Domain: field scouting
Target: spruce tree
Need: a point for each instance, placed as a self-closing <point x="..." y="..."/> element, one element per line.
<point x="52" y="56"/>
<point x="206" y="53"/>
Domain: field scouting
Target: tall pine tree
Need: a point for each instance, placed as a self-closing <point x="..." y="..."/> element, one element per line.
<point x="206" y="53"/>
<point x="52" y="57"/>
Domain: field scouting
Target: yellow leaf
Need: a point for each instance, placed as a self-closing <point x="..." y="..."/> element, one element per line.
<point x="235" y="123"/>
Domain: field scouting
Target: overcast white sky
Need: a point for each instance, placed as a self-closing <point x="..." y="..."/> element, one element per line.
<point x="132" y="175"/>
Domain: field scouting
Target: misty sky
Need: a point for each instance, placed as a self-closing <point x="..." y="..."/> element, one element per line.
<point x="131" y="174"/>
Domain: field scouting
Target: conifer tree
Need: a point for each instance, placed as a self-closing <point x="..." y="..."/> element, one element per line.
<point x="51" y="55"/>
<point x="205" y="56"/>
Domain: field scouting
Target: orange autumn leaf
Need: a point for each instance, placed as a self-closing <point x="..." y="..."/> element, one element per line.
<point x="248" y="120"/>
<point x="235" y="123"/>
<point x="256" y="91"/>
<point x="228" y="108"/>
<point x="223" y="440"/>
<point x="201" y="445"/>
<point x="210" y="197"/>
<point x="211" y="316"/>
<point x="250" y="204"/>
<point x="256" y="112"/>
========================================
Please copy each line from the items above that contains the word "leaf", keeping only those lines.

Target: yellow leaf
Target: orange autumn leaf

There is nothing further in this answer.